### THE TASK
Carry the article on translating D&D forward from its last sentence.

━━━━━ DOCUMENT SEGMENT

Comprehend Languages: D&D in Translation

The world’s greatest roleplaying game is expanding beyond the English language to become truly global.

by John Dodd


Dungeons & Dragons is more popular than ever, having racked up seven years of continuous growth since the launch of the game’s fifth edition in 2014. There are more than 50 million D&D players around the world as the tabletop roleplaying game continues to expand its audience. While D&D has always been an inclusive pastime, there’s now a significant, long-term push by Wizards of the Coast to make D&D as successful in other languages as it is in English.

“We’re hiring dedicated team members to oversee the translation process on our products, to make sure that both the language and the feel of those books is retained,” says Ray Winninger, Executive Producer of the D&D Studio. “We’re undertaking extensive translation reviews and updates of existing content, while also commencing new translation work on multiple titles. To make sure no one is kept waiting for these products, we’re investigating new printing and production vendors, and we’ll be collaborating with our local market teams in Europe and Latin America to get these products into the hands of fans, old and new.”

━━━━━━━━━━
━━━━━ ROWS

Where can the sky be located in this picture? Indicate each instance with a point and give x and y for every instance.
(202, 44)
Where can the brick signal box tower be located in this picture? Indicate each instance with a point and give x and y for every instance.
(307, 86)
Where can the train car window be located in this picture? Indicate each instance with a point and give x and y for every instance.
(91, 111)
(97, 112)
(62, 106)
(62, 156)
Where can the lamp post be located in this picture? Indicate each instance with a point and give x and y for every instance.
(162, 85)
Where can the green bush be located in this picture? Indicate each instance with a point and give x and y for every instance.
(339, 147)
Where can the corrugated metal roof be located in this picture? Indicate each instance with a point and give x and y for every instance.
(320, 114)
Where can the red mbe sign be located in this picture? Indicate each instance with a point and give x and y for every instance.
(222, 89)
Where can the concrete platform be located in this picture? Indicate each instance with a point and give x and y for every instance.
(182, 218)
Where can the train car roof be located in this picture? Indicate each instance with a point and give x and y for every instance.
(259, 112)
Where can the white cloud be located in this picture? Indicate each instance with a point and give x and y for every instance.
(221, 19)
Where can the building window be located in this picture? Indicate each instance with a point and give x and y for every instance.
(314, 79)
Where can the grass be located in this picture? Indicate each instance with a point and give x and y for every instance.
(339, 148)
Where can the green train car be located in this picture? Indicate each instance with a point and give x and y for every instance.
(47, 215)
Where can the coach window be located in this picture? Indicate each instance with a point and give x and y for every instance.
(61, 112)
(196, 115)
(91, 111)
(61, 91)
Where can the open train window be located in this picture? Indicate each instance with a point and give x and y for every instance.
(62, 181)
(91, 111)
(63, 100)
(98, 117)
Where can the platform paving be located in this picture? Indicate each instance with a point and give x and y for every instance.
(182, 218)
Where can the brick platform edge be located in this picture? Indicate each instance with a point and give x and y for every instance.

━━━━━━━━━━

### WRITTEN RESPONSE
That work is already well under way, with localized versions of the core rulebooks (Player’s Handbook, Dungeon Master’s Guide, and Monster Manual) available for Spanish (both for Spain and Latin America), French, German, and Italian fans since November 2021. The Essentials Kit is also available for the first time outside of English, including everything you need to start playing D&D. The translation of Xanathar’s Guide to Everything has also begun, with copies already available in German and French. Meanwhile, dedicated localized websites have also been created for French, German, Italian, and Spanish players and DMs.

  • Core rulebooks in German
  • Core rulebooks in French
  • Core rulebooks in Italian
  • Core rulebooks in Spanish

Wizards of the Coast is also excited to publish localized D&D publications in Brazilian Portuguese. The launch of the core rule books (Livro do Jogador, Livro do Mestre, and Livro dos Monstros) is confirmed to start in the second half of 2022, alongside the Essentials Kit and a revamped Starter Kit.

“This announcement is extremely important for the Brazilian D&D community, which has been following Dungeons & Dragons for decades,” celebrates Reynaldo Barbella, head of LATAM at Wizards of the Coast. “D&D fans in Brazil can be sure that we will be listening to them, providing all the necessary support, and working to offer new localized content. In addition to the core rulebooks, we will launch new and localized products throughout the second half of 2022.”

“We know that D&D is a beloved brand, and we want to make sure we offer the most inclusive and accessible experience possible to the fans, both for those who are just starting out and those who have played for years,” adds Annette Escalante, Community Manager for Wizards of the Coast in Latin America. “We know how important non-English communities are and we want to give this recognition to them.”

“Language is a very important factor to our fans,” says Sabrina Kessler, Brand Manager D&D, GSA. “Language shouldn’t be an entry barrier for interested players. Especially younger players, who enjoy a more comfortable introduction to the game by playing in their own language.”

As well as the significant effort that’s gone into creating the translations, the D&D team has also looked at other factors affected by region.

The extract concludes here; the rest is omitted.